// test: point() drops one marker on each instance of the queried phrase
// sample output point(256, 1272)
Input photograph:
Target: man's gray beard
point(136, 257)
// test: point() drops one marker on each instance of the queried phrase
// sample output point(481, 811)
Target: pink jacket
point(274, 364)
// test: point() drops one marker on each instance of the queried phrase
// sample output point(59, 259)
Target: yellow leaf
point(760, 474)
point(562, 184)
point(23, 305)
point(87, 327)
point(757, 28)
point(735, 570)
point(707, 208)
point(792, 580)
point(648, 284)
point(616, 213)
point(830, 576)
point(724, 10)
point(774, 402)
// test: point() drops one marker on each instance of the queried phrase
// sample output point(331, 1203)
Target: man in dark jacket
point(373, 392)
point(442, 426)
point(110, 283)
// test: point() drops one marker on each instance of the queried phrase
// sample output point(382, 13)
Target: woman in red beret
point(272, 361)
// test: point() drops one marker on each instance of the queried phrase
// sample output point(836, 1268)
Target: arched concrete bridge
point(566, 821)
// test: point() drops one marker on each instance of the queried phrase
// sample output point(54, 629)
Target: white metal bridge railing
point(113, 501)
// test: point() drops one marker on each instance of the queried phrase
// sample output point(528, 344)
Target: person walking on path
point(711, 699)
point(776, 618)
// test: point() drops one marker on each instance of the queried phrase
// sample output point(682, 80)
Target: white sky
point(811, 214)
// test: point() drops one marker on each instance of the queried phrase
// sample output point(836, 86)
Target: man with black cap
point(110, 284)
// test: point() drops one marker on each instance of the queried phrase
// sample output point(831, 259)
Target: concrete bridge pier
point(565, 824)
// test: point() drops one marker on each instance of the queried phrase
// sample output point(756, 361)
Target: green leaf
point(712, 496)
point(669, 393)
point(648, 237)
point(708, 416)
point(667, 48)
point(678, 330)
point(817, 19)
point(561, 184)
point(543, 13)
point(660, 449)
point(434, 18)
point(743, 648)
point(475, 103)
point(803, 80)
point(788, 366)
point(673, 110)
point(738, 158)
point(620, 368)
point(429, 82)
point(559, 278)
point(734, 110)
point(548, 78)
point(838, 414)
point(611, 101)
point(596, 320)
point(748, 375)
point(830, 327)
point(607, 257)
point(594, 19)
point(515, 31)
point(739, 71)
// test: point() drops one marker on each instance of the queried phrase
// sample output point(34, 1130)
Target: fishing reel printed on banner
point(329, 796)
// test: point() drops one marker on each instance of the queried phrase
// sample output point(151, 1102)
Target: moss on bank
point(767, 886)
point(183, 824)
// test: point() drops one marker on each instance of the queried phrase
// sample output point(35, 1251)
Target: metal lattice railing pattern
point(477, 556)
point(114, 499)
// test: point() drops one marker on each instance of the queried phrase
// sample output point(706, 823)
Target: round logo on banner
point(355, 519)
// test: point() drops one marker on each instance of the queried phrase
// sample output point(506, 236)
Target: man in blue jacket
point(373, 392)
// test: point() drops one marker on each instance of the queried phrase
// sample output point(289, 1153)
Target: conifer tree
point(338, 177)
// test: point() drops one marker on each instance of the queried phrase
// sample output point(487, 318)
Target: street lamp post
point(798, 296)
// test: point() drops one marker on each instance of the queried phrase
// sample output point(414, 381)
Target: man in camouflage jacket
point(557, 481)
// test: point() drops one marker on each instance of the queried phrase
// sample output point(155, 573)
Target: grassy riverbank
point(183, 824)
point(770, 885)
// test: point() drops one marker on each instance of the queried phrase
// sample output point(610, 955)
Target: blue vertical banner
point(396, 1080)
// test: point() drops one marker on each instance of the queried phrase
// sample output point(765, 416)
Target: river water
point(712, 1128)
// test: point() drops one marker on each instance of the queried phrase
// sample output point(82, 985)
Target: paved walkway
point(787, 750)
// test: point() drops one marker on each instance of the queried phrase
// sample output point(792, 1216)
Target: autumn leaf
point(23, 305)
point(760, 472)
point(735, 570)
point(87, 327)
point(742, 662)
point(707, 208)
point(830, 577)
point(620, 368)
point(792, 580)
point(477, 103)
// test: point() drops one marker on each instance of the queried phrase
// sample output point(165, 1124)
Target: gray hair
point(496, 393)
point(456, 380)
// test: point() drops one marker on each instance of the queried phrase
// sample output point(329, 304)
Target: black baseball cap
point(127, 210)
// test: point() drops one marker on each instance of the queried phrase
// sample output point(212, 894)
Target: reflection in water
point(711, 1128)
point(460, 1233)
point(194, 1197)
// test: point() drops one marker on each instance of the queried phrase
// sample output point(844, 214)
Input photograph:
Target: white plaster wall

Aim:
Count how many lines in the listing contain the word "metal", treating uppercase and lowercase as different. Give only the number.

Result of the task:
2